Exercise requirements — The answer must consist of the entries, copied exactly and in full.

▬▬▬▬▬▬

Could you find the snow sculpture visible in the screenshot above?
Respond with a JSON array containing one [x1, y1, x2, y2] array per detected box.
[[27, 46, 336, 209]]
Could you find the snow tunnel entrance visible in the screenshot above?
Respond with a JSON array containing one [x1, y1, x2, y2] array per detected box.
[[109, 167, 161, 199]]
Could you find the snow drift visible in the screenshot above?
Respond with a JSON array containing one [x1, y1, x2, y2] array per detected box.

▬▬▬▬▬▬

Your response —
Could you find the snow sculpture visible in the screenshot above?
Respond with a JSON array containing one [x1, y1, x2, y2] array per detected box.
[[27, 46, 336, 209]]
Could you find the snow tunnel entrance visible in the screenshot above?
Respond with a JSON array containing one [x1, y1, x2, y2] array per detected box.
[[109, 167, 161, 199]]
Could you find the snow drift visible in the screenshot above?
Respond with a JSON array containing one [x1, y1, x2, y2] array per detected box.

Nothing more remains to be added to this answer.